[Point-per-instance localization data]
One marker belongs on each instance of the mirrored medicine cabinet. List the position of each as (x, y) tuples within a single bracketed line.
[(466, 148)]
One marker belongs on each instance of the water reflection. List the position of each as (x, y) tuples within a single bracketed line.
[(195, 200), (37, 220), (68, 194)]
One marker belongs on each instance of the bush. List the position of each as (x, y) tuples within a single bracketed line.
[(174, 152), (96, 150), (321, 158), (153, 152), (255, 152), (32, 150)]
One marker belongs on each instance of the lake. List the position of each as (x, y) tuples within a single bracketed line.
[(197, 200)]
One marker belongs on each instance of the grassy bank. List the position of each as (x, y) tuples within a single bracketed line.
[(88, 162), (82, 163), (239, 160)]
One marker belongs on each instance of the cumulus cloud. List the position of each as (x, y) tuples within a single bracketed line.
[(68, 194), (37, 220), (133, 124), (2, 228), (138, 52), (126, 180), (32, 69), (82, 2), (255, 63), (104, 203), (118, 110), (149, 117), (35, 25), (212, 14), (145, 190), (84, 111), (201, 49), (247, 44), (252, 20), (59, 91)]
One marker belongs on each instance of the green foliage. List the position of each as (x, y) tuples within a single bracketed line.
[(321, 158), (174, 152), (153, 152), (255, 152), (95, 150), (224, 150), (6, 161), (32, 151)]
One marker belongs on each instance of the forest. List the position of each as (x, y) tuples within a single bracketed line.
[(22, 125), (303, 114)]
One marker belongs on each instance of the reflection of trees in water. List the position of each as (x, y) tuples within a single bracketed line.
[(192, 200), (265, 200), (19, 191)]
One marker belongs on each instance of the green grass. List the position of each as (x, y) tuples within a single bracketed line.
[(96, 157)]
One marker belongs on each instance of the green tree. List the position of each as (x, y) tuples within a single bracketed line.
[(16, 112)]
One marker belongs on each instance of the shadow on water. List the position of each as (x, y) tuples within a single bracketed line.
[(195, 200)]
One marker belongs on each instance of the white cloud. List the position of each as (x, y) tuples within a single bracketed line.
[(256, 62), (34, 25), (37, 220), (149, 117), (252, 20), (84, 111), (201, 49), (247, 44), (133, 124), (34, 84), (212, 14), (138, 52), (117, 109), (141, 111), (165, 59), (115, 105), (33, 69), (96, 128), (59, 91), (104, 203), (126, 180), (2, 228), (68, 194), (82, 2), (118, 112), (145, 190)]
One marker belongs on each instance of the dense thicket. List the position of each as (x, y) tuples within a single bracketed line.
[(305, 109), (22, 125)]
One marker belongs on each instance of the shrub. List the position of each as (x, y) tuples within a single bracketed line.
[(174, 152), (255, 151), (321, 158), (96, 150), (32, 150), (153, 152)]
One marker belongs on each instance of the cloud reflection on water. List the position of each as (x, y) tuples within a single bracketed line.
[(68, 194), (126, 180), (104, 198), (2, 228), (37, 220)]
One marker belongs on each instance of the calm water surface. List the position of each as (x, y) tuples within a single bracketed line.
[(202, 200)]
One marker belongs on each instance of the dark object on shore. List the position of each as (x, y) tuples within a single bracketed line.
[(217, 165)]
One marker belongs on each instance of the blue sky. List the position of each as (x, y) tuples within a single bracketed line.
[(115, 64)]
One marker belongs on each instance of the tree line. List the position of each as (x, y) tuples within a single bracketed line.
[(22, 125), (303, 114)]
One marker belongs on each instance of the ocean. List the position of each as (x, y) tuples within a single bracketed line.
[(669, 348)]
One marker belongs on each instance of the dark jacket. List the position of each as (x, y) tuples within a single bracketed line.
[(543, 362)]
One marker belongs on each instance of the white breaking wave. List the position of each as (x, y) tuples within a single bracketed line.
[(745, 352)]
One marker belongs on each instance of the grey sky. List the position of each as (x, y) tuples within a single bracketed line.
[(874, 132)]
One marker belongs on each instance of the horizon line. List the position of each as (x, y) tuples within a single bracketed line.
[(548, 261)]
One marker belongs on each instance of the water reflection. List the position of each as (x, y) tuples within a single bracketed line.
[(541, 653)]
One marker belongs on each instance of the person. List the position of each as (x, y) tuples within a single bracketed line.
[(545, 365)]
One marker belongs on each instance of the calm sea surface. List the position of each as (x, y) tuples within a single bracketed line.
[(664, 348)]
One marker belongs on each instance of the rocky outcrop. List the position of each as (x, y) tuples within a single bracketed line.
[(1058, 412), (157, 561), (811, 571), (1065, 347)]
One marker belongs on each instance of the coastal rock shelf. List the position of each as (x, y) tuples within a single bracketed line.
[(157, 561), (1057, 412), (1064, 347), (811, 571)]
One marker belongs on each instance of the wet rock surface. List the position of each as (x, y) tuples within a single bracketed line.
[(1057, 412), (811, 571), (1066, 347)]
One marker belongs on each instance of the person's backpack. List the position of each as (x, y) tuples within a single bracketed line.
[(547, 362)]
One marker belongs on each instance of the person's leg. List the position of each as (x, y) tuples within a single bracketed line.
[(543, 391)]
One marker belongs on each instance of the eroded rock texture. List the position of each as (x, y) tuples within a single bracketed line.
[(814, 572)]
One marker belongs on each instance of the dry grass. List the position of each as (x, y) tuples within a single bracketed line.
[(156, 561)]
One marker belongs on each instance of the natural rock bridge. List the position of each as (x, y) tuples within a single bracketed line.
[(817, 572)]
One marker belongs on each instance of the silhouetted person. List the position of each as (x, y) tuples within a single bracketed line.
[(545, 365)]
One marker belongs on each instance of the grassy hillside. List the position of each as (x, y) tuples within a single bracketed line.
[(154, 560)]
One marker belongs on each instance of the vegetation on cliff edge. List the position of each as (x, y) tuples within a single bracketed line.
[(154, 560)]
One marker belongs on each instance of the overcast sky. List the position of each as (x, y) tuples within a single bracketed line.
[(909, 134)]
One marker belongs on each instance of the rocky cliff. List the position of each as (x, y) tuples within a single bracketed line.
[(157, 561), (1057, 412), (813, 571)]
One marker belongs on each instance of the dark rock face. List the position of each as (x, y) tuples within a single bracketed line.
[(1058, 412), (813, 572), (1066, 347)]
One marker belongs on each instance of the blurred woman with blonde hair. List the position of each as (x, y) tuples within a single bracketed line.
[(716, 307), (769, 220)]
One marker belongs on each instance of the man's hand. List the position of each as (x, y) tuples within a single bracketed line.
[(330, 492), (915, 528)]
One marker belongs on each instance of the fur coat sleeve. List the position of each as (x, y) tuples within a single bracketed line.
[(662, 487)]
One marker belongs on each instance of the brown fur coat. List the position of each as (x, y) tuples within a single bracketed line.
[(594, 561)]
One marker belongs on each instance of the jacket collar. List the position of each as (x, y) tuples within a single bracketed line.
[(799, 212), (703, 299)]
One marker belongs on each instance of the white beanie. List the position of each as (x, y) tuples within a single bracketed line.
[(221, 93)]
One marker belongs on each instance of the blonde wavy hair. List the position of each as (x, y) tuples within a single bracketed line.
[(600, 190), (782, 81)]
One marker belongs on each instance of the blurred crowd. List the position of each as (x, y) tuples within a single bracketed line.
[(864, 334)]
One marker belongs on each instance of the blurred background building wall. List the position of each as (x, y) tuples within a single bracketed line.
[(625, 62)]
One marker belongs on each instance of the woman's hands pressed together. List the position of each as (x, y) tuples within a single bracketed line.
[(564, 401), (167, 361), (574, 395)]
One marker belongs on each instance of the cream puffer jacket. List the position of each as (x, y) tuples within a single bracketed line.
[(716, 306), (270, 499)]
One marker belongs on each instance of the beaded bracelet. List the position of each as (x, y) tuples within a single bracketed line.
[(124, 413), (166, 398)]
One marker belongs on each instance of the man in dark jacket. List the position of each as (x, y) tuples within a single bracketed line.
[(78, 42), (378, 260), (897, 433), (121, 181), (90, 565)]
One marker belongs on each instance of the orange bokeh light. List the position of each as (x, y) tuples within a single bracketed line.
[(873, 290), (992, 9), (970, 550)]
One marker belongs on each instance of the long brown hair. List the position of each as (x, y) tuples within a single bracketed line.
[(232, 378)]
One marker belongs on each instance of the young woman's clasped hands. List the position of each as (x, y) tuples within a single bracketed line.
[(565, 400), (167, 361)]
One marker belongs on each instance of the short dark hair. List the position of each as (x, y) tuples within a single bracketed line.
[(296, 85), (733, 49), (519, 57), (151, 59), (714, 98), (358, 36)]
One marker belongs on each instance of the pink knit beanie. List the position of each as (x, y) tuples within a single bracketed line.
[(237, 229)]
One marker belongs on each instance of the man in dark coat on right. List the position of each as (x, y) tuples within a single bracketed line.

**Prompt**
Please return only the lines from the one that contains "One marker belongs on each instance of the long" through the final line of the entries, each exactly as written.

**Answer for the task**
One marker belongs on each instance of the long brown hair. List the position of each as (x, y) tuples within a single bracketed line.
[(232, 378)]
One marker belongs on each instance of the young woman's clasped hands. List the position of each as (x, y) tuples within a single bracketed line.
[(565, 400), (167, 361)]
One marker belongs on each instance of the short dark hair. List the position of each as (x, y) tuples within a single bracketed line.
[(296, 85), (733, 49), (519, 57), (151, 59), (714, 98), (358, 36)]
One marker belongs on each instance of the pink knit beanie. List the position of each as (x, y) tuples within a single bracketed line.
[(237, 229)]
One marker belongs on each instance of the man in dark coat on right. List the position of each as (x, y) tuples within a single bracketed line.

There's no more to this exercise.